GIVEN REQUEST: Restate the full set of records exactly, word for word.

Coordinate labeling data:
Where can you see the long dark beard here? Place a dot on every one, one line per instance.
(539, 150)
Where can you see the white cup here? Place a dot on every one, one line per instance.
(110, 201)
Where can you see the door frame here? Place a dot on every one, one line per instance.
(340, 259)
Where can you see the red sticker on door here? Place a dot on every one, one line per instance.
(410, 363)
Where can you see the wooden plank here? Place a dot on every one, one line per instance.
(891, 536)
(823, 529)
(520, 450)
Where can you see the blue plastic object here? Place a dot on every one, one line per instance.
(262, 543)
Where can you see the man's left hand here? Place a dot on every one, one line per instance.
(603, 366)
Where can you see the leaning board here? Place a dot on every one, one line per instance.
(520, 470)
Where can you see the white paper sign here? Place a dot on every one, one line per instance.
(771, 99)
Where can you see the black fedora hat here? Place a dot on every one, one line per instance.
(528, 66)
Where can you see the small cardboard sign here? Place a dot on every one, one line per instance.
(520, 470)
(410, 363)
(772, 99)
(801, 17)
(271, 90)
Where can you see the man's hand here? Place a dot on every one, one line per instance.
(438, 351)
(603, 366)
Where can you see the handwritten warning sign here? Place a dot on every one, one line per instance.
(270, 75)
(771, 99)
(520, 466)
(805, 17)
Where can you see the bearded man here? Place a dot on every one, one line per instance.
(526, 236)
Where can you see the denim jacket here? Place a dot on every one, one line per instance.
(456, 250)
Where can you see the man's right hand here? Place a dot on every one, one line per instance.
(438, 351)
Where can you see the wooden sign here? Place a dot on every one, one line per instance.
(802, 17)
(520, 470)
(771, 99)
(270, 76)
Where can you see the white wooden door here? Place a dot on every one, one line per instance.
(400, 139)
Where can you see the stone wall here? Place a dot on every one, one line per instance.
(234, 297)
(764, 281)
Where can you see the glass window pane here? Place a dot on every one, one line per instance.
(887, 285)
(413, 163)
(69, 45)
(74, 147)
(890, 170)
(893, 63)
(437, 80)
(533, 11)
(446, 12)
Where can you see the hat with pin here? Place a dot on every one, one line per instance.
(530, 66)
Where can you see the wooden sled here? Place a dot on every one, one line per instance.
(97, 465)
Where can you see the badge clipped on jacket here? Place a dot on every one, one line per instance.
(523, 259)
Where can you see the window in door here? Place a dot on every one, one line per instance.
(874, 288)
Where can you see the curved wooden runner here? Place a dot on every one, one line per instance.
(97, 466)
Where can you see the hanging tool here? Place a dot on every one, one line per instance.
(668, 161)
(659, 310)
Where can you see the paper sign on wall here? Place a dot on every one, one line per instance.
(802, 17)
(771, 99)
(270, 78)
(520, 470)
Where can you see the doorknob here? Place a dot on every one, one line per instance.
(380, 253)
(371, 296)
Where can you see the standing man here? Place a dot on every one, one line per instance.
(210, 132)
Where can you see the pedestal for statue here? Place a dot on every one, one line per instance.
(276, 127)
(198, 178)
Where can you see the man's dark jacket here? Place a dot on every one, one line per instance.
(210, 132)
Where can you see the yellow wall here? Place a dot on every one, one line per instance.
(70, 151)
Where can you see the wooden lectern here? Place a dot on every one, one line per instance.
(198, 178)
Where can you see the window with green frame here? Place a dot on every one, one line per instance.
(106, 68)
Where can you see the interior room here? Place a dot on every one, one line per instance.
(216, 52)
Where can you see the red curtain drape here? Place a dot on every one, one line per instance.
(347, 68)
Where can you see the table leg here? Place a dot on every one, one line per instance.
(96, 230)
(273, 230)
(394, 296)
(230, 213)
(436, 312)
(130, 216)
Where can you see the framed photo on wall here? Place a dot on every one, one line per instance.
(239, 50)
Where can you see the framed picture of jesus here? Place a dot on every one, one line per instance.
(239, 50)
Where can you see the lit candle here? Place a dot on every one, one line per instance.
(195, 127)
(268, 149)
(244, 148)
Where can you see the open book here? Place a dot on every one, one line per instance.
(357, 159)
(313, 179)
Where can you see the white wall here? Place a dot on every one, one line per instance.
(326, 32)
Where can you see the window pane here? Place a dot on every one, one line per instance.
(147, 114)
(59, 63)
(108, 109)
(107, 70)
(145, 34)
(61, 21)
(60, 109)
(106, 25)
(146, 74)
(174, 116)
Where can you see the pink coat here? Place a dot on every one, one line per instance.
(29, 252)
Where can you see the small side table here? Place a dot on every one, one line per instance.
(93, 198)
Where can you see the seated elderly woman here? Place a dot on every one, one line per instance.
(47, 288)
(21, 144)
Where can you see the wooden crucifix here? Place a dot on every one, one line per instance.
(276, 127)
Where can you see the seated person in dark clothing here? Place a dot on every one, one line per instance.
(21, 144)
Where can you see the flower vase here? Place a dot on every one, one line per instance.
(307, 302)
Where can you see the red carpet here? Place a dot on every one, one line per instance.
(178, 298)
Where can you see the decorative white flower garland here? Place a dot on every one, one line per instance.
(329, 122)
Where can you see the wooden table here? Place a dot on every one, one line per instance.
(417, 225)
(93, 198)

FULL RESPONSE:
Where can you see the long dark beard here? Place a dot on every one, one line per instance.
(539, 150)
Where can you see the white cup here? Place a dot on every one, one line per instance.
(110, 201)
Where can you see the door frame here? Place a dot on every one, one line per instance.
(340, 259)
Where can you see the red sticker on door here? Place a dot on every one, one line per instance.
(410, 363)
Where can you see the wooden plank here? Place a dot on every one, one line per instance.
(891, 536)
(823, 529)
(520, 450)
Where can you see the blue plastic object here? Place a dot on every one, one line per instance.
(262, 543)
Where can you see the man's left hand here? Place a dot on every one, one line per instance.
(603, 366)
Where can you see the leaning board here? Place a dot on every one, one line per instance.
(520, 470)
Where can you see the white paper sign here? Place a dot on every one, one line per instance.
(771, 99)
Where can you see the black fedora hat here? Place a dot on every one, one line per instance.
(528, 66)
Where can you see the small cardboard sign here? Place a dot on every one, one line per instance.
(520, 470)
(410, 363)
(772, 99)
(801, 17)
(271, 90)
Where can you see the man's hand here? Place a dot on every one, one line per instance.
(438, 351)
(603, 366)
Where can you see the handwritten warning sign here? Place a dot on every one, one line per instance.
(270, 75)
(771, 99)
(520, 466)
(805, 17)
Where can you see the bearded man here? Place a dot on every one, one line per instance.
(526, 236)
Where can you see the denim jacket here? Place a dot on every one, one line per instance.
(456, 250)
Where can you see the man's right hand here? Place a dot on every one, one line per instance.
(438, 351)
Where can you see the wooden sign here? Place a dot on every one, one line per instance.
(802, 17)
(520, 470)
(771, 99)
(270, 76)
Where can you see the white wooden door here? Place a dot on every one, one line per instance.
(400, 139)
Where can you see the stone wall here? Place a dot on every one, one line per instance.
(234, 297)
(764, 281)
Where can you see the glass window pane here? Place a dot on every one, one line per instance.
(887, 285)
(413, 163)
(69, 45)
(74, 147)
(890, 170)
(893, 63)
(437, 80)
(533, 11)
(446, 12)
Where can you see the hat with pin here? Place a dot on every one, one line per instance.
(530, 66)
Where can you see the wooden sled here? Place a dot on every one, one line per instance.
(97, 465)
Where can you see the badge clipped on jacket here? Place a dot on every one, one line per instance.
(523, 259)
Where can you see the window in door here? Place a dot on every one, one line per instance.
(874, 288)
Where can you see the curved wooden runner here? Place a dot on every one, one line per instance.
(97, 466)
Where can you see the hanging tool here? Place a dot on every one, one line per instance.
(668, 161)
(659, 310)
Where can you see the paper sign on wall here? Place a dot on every one, one line per instance.
(802, 17)
(771, 99)
(270, 78)
(520, 470)
Where can you see the doorknob here? Place a dot on every one, one line per instance.
(380, 253)
(371, 296)
Where can you see the standing man here? Place a dot on every one, one line per instance.
(210, 132)
Where can you see the pedestal for statue here? Place a dot on every one, one line per instance.
(276, 127)
(198, 178)
Where can you see the man's dark jacket here? Place a dot on every one, one line per instance.
(210, 132)
Where can you see the yellow wall here? Place a dot on every one, one line per instance.
(70, 151)
Where can you see the wooden lectern here? Place a dot on every one, one line per instance.
(198, 178)
Where can you see the window with green frame here? Place a dot on every one, one line per instance.
(106, 68)
Where can you see the interior room here? Place a dot on every one, one line per instance.
(216, 52)
Where can you see the red curtain drape here? Place a dot on every one, one line per instance.
(347, 68)
Where can you see the table leg here? Place a dot on every one, one line per instance.
(96, 230)
(273, 230)
(394, 296)
(230, 213)
(436, 312)
(130, 216)
Where can you see the framed photo on wall here? Place a dot on every one, one line per instance.
(239, 50)
Where can you see the framed picture of jesus here? Place a dot on every one, one line per instance.
(239, 50)
Where can you see the lit candle here? Place a dot on every one, one line per instance.
(195, 127)
(268, 149)
(244, 148)
Where can you see the open book here? Place a dot on every one, one line per instance.
(357, 159)
(313, 179)
Where can you see the white wall here? Place a dot on every one, one line per instance.
(326, 32)
Where can you see the window pane here? Place a dot on every one, one line per instance.
(147, 114)
(59, 63)
(108, 109)
(107, 70)
(145, 34)
(61, 21)
(60, 109)
(106, 25)
(146, 74)
(174, 116)
Where can you see the pink coat here? Place a dot on every one, one line per instance.
(29, 252)
Where can you see the small side table here? Place a dot on every one, one line per instance.
(93, 198)
Where can you see the seated elderly woman here? Place a dot on every one, one line per instance.
(47, 288)
(21, 144)
Where can you see the wooden crucifix here? Place a dot on every one, one line per instance.
(276, 127)
Where can you see the seated person in dark clothing here? Place a dot on every one, one line per instance.
(21, 144)
Where can you see the flower vase here? Place a dot on every one, one line per instance.
(307, 302)
Where can you see the red carpet here? Place a dot on every one, one line per instance.
(178, 298)
Where can you see the decorative white flower garland here? Place a dot on every one, one line per instance.
(329, 122)
Where can you see the wooden table here? Place a dot on every one, one line per instance.
(417, 225)
(93, 198)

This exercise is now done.